Set exercise: Edit the rows below by replacing "single dot" with "single point" wherever it occurs, and keep everything else unchanged.

* * *

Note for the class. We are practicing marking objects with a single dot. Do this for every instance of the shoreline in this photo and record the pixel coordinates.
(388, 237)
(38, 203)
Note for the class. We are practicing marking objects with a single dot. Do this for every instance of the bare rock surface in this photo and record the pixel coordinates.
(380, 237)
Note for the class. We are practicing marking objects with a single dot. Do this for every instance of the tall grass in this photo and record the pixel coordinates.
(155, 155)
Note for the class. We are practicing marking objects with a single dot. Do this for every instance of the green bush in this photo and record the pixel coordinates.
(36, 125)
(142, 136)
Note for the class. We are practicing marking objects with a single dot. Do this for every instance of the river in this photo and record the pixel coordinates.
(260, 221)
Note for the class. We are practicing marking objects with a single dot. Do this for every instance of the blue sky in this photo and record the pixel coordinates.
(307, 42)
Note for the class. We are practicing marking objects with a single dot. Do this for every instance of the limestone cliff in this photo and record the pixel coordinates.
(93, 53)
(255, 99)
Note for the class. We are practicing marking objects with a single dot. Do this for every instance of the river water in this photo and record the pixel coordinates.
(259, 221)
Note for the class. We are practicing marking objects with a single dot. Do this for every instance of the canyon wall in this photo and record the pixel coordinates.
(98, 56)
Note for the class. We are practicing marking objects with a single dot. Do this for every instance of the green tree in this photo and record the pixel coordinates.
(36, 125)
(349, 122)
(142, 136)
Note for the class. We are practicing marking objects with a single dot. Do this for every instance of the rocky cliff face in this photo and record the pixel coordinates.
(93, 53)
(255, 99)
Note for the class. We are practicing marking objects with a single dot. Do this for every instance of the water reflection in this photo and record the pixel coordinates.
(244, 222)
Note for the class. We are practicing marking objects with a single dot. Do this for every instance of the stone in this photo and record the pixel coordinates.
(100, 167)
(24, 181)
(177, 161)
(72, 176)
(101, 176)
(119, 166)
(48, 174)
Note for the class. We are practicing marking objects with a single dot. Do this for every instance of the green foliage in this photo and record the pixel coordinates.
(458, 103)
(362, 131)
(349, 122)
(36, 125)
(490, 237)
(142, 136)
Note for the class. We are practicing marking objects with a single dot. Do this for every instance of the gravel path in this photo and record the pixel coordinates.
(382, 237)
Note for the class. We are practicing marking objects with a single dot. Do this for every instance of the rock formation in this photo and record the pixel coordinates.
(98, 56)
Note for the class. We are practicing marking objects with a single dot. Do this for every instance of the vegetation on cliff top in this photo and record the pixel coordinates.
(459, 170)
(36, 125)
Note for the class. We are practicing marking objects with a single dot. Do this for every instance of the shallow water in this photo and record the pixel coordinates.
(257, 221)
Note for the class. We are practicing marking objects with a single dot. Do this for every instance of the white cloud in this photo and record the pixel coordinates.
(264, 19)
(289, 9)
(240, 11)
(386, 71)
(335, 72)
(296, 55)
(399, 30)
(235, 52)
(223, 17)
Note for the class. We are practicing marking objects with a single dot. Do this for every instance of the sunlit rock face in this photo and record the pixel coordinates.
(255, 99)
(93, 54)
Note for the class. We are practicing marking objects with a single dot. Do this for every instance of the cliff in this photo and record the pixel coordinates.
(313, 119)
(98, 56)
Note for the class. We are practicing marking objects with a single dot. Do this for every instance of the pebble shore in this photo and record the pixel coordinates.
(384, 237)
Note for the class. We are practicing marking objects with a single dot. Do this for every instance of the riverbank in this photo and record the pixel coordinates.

* * *

Answer to the task:
Note for the class. We are practicing marking objects with a single point. Do this for every instance of the shoreline in this photo and record the pixel coordinates.
(388, 237)
(38, 203)
Note for the class. We are practicing marking objects with a single point. Do this for every instance of the bare rock surface in this photo and record the pixel coordinates.
(380, 237)
Note for the class. We are practicing marking objects with a single point. Do this for every instance of the tall grass in this photo and record the pixel coordinates.
(155, 155)
Note for the class. We are practicing marking objects with a single point. Do this for every instance of the green bush in this photo and record the pixel coordinates.
(36, 125)
(142, 136)
Note for the class. We are practicing marking objects with a single point. Do this for every instance of the river in this photo and record the pixel coordinates.
(260, 221)
Note for the class. We are practicing marking objects with a single point. Do this for every instance of the blue sky in this photo and record the pixel coordinates.
(307, 42)
Note for the class. We are practicing marking objects with a single point. Do this for every instance of the limestone cliff in this photo and record the pixel coordinates.
(93, 53)
(255, 99)
Note for the class. We are practicing marking objects with a single point. Do this for every instance of the river water in this photo and record the pixel coordinates.
(259, 221)
Note for the class. We are practicing marking objects with a single point. Do this for every instance of the canyon wall in this photo and record the pixel coordinates.
(98, 56)
Note for the class. We are practicing marking objects with a single point. Do this for every instance of the green tree in this photo and record the pixel coordinates.
(36, 125)
(349, 122)
(142, 136)
Note for the class. We are practicing marking objects with a single point. Do this for every instance of the rocky cliff face in this photo and record the pixel coordinates.
(93, 53)
(255, 99)
Note for the class. We are practicing marking objects with a single point. Do this for every instance of the water reflection in this photo and record the pixel coordinates.
(244, 222)
Note for the class. We are practicing marking objects with a single point. Do this for every instance of the stone in this photo and record the pixel coordinates.
(100, 167)
(24, 181)
(177, 161)
(72, 176)
(101, 176)
(119, 166)
(48, 174)
Note for the class. We are practicing marking objects with a single point. Do this for every instance of the green foliage in this photo and record the pixel coordinates.
(458, 103)
(362, 131)
(349, 122)
(36, 125)
(490, 237)
(142, 136)
Note for the class. We are practicing marking objects with a single point. Do this for every instance of the gravel path in this photo and record the pixel coordinates.
(382, 237)
Note for the class. We are practicing marking objects with a single point. Do this for every instance of the rock formation in this photo and record the pixel coordinates.
(98, 56)
Note for the class. We are practicing marking objects with a single point. Do this for every instance of the vegetation on cliff top in this photo and record the pixel coordinates.
(459, 170)
(36, 125)
Note for the class. We are practicing marking objects with a single point. Do this for every instance of the shallow water in this photo and record the pixel coordinates.
(257, 221)
Note for the class. We are practicing marking objects with a single point. Do this for every instance of the white cloud in this photo and record the pixel coordinates.
(264, 19)
(289, 9)
(240, 11)
(386, 71)
(335, 72)
(296, 55)
(399, 30)
(235, 52)
(223, 17)
Note for the class. We are practicing marking objects with a single point. Do this for every instance of the sunlit rock face in this photo and record the pixel coordinates.
(255, 99)
(93, 54)
Note for the class. We are practicing marking objects with a single point. Do this for every instance of the cliff in this photo and record the pixel coordinates.
(313, 119)
(98, 56)
Note for the class. We are practicing marking objects with a single point. Do this for every instance of the pebble shore in this photo and record the pixel coordinates.
(384, 237)
Note for the class. We are practicing marking objects with a single point. Do this for every instance of the riverbank in this photo and record the pixel coordinates.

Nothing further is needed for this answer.